_Tarefas obrigatórias_:
1) Segundo o texto sobre contribuição, quais são as três conversões que Lutero considerava necessárias?
2) Separe e copie cada linha dos registros em que aparece a palavra "facade".

**** Trecho da página

Contribuição - fundamentos bíblicos e teológicos

01/06/2005

Lutero já afirmou que: Três conversões são necessárias: a conversão do coração, a da mente e a da bolsa. Ou seja, do nosso bolso. E este é um lugar sensível para nós. Mexer no bolso “dói”. E no que “dói” a gente não mexe.

Paulo, por sua vez, pede perdão aos Coríntios por privá-los da contribuição. Em que vocês foram inferiores às outras igrejas, exceto no fato de eu nunca ter sido um peso para vocês? Perdoem-me esta ofensa! (2Co 12.13). Ou seja, depois de apresentar extensivamente a liberdade e os direitos de apóstolo (1Co 9), ele abdica do direito de ser sustentado financeiramente em seu ministério junto aos coríntios para não se tornar um peso para eles. Afinal, ele queria anunciar o evangelho com liberdade e não por constrangimento. Mas, com isso, privou os coríntios de participarem da preciosa graça da contribuição.

Contudo, ainda que doa, é preciso sim falar do dinheiro, pois ele faz parte da nossa vida e especialmente da nossa vida de fé. Afinal, todo culto levantamos uma oferta; e, além do mais, nosso relacionamento com Deus (o que inclui o culto)
tem uma relação profunda com o dinheiro.

Agora, a motivação para se tratar do assunto de forma alguma deve ser o nosso déficit orçamentário; mas a seriedade e a importância BÍBLICA do assunto. Afinal, Deus pode usar o “nosso” dinheiro de diversas formas:

 Fortalecer n/ confiança nele
 Desenvolver a n/ confiabilidade
 Nos mostrar o Seu amor
 Unir cristãos por meio do repartir
 Ajudar a solucionar a necessidade dos outros
 Apontar para o Seu amor por meio da n/ generosidade
 Proporcionar os meios com os quais o Seu Reino possa crescer
 Estimular e fazer crescer a nossa dedicação.

Como vemos, não é verdade o que muitos dizem: O dinheiro é a raiz de todos os males. A Bíblia afirma que O amor ao dinheiro é a raiz de todos os males (1Tm 6.10). Não é o dinheiro em si que é mau, mas o que fazemos com ele; é a forma como o manuseamos. O dinheiro em si é neutro. Não tem poder algum. Só que o problema é que não existe “dinheiro em si”. No momento em que o dinheiro cai em nossas mãos ele perde a sua “neutralidade”. Afinal, nós vamos manuseá-lo. Vamos nos utilizar dele ou até nos submeter a ele. O manuseio do dinheiro irá nos conduzir à adoração a Deus ou à adoração aos ídolos.

********
**** Listagem de dados

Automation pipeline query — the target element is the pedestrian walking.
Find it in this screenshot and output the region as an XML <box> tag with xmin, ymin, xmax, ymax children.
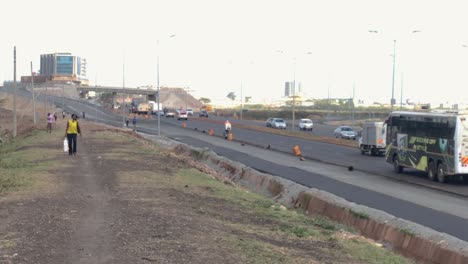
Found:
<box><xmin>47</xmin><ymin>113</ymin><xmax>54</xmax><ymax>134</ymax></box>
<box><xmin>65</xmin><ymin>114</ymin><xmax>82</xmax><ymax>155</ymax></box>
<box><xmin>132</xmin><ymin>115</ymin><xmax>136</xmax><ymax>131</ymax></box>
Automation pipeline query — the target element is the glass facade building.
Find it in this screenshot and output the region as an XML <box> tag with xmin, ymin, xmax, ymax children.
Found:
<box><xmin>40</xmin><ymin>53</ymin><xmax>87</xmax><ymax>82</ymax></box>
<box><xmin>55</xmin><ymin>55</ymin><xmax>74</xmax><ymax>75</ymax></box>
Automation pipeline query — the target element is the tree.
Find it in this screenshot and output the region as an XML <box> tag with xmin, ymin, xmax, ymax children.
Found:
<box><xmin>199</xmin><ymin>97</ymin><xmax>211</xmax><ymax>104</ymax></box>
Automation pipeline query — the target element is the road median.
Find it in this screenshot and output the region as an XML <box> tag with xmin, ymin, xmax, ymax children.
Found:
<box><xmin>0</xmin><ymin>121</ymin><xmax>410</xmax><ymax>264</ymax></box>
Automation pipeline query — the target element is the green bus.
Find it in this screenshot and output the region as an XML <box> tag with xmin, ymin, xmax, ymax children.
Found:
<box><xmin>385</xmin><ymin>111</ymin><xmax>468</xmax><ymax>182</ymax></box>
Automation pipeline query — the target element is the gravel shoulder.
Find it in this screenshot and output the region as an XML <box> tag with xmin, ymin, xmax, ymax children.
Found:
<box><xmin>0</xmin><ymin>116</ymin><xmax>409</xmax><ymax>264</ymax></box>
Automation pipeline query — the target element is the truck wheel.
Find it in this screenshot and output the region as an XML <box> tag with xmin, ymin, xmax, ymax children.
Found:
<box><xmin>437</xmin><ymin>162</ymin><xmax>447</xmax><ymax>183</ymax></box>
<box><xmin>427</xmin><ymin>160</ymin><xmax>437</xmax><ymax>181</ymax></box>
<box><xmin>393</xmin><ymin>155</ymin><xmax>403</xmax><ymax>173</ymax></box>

********
**** Listagem de dados

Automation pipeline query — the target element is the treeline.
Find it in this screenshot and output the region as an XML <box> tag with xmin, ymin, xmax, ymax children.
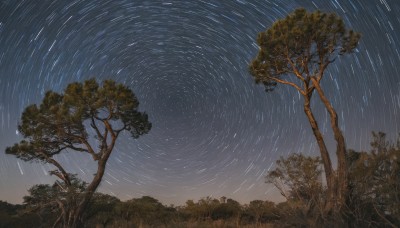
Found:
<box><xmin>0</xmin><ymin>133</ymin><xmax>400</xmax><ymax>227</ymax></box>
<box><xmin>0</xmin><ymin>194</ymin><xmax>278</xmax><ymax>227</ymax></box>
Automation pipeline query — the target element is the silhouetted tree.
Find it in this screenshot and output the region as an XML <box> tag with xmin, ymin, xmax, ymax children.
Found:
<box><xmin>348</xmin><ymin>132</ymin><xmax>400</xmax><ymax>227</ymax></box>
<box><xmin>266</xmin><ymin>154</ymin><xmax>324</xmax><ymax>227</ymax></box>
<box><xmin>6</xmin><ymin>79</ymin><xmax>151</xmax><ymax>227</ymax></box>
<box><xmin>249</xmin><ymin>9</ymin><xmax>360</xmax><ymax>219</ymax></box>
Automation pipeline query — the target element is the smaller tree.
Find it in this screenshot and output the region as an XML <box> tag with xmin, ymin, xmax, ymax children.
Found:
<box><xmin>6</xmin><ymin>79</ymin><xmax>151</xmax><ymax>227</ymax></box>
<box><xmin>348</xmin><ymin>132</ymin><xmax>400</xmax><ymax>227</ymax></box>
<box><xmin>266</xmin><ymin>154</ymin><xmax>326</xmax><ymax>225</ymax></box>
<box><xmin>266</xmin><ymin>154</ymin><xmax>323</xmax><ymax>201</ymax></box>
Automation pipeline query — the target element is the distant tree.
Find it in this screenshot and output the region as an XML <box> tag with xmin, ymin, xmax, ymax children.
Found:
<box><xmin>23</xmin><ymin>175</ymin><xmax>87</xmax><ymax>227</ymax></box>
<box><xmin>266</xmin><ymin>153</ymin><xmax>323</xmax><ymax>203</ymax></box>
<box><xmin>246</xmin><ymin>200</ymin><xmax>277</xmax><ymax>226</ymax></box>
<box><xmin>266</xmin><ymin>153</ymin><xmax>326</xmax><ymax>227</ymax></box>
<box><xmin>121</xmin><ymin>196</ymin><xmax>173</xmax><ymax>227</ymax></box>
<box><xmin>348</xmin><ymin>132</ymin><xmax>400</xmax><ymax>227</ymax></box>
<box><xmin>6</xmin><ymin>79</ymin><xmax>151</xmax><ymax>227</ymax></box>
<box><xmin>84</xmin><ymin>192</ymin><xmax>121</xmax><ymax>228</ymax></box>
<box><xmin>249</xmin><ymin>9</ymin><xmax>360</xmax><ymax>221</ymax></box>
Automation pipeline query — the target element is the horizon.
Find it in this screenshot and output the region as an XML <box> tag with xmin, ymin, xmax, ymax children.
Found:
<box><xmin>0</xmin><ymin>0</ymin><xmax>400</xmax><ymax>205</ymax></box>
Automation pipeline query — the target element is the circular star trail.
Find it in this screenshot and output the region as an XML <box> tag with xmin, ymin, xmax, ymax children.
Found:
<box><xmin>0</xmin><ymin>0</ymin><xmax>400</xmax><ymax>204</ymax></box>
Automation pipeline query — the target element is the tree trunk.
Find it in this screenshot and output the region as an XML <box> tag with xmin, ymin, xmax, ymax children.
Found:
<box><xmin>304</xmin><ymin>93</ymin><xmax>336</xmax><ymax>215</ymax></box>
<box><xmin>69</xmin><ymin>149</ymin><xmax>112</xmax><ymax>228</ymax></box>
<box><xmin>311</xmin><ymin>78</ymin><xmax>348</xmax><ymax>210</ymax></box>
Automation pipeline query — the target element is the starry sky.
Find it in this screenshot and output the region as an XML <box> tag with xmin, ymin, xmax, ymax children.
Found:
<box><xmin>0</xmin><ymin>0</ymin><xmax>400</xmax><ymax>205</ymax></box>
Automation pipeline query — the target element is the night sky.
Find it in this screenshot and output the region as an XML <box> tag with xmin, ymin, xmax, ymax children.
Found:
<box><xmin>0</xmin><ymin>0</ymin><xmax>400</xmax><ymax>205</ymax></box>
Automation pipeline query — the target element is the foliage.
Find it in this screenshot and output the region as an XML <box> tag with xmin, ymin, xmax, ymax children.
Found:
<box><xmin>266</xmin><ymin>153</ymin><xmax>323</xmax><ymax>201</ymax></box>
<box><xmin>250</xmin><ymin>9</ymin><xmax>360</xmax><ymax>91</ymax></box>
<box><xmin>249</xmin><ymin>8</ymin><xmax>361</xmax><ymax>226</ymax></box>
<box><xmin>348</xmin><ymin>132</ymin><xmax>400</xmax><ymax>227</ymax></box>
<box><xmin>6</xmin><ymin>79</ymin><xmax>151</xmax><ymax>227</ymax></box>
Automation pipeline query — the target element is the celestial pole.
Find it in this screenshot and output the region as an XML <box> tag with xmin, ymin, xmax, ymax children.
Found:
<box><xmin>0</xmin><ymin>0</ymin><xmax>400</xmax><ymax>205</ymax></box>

********
**** Listagem de dados

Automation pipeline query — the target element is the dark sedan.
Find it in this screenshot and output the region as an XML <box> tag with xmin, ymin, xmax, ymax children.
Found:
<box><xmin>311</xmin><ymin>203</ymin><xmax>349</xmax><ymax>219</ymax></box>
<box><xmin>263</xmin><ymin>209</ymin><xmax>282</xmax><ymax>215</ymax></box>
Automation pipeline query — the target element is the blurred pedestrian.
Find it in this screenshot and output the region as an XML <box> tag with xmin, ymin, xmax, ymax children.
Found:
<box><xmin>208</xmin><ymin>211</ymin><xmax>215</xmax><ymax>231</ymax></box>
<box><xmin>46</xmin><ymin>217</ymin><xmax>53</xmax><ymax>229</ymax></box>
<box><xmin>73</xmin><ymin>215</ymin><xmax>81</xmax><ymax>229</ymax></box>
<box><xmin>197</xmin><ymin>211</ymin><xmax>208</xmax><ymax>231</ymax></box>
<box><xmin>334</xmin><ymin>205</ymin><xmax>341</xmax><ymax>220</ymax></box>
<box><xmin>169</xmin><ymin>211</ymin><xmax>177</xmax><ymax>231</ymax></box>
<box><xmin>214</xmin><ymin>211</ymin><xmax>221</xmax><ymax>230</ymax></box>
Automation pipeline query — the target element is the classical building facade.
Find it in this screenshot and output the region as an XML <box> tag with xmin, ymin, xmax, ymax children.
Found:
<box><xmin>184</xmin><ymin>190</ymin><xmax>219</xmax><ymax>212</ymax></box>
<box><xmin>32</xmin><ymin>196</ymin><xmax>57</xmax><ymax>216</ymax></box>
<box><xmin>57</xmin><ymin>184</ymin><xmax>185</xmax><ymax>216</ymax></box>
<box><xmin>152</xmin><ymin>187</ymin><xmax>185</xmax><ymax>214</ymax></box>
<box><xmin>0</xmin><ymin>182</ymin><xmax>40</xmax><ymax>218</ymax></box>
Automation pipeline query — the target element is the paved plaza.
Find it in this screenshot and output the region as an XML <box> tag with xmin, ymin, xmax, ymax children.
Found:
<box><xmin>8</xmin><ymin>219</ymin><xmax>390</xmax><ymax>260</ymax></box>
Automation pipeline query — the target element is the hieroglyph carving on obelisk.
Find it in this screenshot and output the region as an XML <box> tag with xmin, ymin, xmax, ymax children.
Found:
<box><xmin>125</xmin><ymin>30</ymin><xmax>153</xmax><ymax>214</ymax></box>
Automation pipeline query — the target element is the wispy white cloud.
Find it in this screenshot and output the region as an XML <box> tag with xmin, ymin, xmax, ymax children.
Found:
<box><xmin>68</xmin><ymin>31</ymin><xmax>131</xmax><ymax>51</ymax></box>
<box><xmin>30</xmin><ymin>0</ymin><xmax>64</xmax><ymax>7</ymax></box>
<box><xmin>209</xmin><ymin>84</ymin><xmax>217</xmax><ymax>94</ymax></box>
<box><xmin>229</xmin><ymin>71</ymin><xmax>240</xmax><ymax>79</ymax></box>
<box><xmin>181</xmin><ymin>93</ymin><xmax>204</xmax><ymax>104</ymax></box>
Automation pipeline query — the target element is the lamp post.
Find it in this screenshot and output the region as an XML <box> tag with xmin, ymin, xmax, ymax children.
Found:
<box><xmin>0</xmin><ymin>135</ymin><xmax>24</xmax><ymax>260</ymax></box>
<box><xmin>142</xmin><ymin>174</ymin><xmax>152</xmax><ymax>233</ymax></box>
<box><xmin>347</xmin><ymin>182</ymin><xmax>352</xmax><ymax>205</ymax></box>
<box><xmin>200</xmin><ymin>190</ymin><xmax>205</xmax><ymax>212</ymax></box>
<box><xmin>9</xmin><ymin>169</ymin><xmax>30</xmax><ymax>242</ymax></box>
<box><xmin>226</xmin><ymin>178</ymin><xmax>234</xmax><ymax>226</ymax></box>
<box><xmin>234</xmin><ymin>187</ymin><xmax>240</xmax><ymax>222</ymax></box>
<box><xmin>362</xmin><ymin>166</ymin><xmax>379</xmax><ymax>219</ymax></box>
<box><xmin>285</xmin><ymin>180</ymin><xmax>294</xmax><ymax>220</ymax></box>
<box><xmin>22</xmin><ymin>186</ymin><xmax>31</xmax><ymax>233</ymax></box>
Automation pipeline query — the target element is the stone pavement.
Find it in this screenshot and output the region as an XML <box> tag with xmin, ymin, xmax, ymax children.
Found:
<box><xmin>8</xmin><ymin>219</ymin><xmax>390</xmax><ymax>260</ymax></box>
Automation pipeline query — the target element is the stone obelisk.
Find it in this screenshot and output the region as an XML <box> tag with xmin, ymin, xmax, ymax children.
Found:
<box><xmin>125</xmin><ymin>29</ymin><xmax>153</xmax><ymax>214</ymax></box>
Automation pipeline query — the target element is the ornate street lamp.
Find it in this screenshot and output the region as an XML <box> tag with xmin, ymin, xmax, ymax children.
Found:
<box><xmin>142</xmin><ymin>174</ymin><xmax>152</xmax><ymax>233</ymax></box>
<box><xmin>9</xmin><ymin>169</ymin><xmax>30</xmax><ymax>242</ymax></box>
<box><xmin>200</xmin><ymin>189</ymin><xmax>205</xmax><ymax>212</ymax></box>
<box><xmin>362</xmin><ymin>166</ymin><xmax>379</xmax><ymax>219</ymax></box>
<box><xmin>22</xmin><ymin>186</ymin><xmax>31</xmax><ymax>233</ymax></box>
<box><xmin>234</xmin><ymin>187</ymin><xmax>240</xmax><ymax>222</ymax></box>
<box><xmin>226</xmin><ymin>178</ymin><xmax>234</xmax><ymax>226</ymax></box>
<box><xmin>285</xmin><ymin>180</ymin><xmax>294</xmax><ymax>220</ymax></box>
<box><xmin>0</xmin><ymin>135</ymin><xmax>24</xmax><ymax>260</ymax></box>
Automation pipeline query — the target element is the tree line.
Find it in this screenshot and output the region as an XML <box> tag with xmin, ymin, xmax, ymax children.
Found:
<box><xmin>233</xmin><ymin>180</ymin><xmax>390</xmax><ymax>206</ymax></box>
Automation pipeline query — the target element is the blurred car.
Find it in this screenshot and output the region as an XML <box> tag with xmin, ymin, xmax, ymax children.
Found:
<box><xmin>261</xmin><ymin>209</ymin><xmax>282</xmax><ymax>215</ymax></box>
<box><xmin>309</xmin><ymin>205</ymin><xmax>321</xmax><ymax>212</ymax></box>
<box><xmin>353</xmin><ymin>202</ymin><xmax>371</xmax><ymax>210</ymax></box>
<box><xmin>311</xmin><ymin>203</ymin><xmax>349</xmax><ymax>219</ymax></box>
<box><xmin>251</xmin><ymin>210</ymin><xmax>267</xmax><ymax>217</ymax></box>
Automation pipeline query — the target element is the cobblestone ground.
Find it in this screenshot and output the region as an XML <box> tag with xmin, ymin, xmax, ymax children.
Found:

********

_Respostas_:
1) A conversão do coração, a da mente e a da bolsa.

2)
Automation pipeline query — the target element is the glass facade building.
Automation pipeline query — the target element is the classical building facade.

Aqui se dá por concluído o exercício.